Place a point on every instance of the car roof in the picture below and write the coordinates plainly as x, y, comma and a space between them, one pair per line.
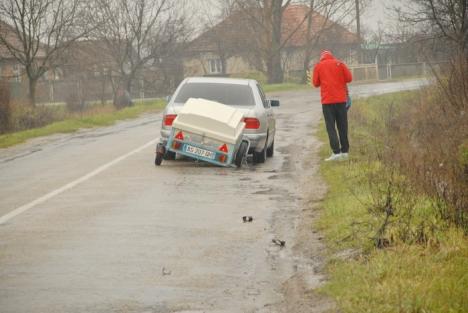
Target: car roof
220, 80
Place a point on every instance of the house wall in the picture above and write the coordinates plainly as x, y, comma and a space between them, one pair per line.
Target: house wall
201, 65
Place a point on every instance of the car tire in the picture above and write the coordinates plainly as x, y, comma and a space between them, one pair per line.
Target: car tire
241, 153
260, 157
169, 155
158, 159
271, 149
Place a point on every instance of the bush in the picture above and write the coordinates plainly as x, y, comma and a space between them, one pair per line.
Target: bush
423, 137
27, 117
74, 102
5, 107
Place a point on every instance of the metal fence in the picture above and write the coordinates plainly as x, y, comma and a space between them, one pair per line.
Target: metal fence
363, 72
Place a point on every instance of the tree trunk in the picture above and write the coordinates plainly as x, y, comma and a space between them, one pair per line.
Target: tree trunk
274, 68
32, 92
308, 47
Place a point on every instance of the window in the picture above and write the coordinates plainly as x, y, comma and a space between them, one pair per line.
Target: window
229, 94
216, 66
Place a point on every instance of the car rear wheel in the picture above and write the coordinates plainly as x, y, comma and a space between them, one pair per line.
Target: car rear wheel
158, 159
240, 155
260, 157
271, 149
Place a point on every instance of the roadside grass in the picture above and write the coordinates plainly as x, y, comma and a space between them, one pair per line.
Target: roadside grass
96, 116
403, 276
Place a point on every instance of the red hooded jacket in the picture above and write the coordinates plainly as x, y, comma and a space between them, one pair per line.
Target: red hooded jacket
331, 75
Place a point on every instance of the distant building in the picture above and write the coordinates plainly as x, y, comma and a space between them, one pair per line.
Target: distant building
226, 48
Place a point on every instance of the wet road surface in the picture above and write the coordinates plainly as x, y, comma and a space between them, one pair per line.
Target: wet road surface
98, 228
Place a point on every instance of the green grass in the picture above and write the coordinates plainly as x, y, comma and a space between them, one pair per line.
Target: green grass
405, 277
88, 120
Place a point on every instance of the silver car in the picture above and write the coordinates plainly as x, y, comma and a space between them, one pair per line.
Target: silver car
244, 94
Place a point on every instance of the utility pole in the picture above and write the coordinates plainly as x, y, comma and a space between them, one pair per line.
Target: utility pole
358, 29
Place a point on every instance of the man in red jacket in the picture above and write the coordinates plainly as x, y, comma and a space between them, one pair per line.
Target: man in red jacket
332, 75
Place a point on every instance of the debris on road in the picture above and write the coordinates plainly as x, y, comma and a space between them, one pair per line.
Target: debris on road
278, 242
165, 271
247, 219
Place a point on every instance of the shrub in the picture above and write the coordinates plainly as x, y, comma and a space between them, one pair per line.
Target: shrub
27, 117
74, 102
5, 107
○ ○ ○
### Exercise brief
Can you retype every line above word for word, leaving the picture out?

### Solution for this task
Place a point on every instance of the car roof in the picture below and write the coordinates plainly as x, y, comma and a space between them, one pair per line.
Target: car roof
220, 80
Place a point on every instance of the house wall in the picture above and write the coordinates plainly as x, y, comma and a space between them, one pair per line.
Target: house wall
201, 65
Place a point on every instance of the car tire in the picture above and write the coordinates plainly as x, y, comma and a space between them, one pair per line.
Target: car tire
241, 153
260, 157
169, 155
158, 159
271, 149
Place a point on every instance of the bush in the picture above and write the coordinates plainly as x, y, comma and a space between them, one pair per line.
Target: bush
423, 137
27, 117
74, 102
5, 107
Place a point on every instance of the metal fence in the picture above and write the coordinates plainly as x, y, comma and a space between them, one pair per line.
Target: metal fence
363, 72
Place a point on every instance of the tree trunk in the picture above and write the coordinates plainly as x, y, comma and a space between them, one pair per line.
Target: tree trunk
274, 68
32, 92
308, 47
Place a point on every instance of the window in the picture above and write the coordinates plainly as x, y, comma and a space between them, one pair per line.
Target: window
229, 94
216, 66
Place a point on every instance of the car rear wheel in the picture above and write the coordinates plainly as x, y, comma and a space between them, one pair per line.
Target: car rear wheel
158, 159
240, 155
260, 157
271, 149
Place a point on every instance of the roadside grass in the picture above and write the coordinates plainly as x, y, comma and a space between them, one pair per line.
Target: roadside grass
96, 116
403, 276
Place a point on every instance of the red hooded jacket in the picture above and write the coordinates plainly as x, y, comma and a space between them, one pair per line.
Target: red hooded jacket
331, 75
Place a point on every instance of the distant building in the picture above and write the coordinates plainly as x, y, comma and a space between them, one pair per line.
Target: distant building
226, 48
Place a point on every instance of the wet road surface in the picture above and write the coordinates plainly as x, y, comma and a space between them, one pair per line.
Target: wet road surface
98, 228
Place a point on every instance of the green grass in the picture above and write the coordinates plainly as x, y, comma and a space between them, one pair per line.
Target: green grass
405, 277
88, 120
Place a point on every instance of the silver car in the picture above and write the coordinates plainly as x, y, comma and a space between them, one pair per line.
Target: silver car
244, 94
Place a point on every instance of the utility pole in the picture above and write the coordinates plainly as x, y, comma and a space between them, one pair per line.
Target: utility pole
358, 29
Place a point on every instance of the man in red jacket in the picture above and write the coordinates plainly as x, y, comma and a space between them, one pair per line.
Target: man in red jacket
332, 75
Place a point on every instance of the debris on road in the picture above and write the coordinates plainly as x, y, comma and a space between them, one pair per line.
Target: debris on road
278, 242
165, 271
247, 219
Place a point on every instance of the shrub in the picture above and write the coordinates plainly as x, y, comma and a space between them, one pair per line.
Target: shrub
27, 117
74, 102
5, 107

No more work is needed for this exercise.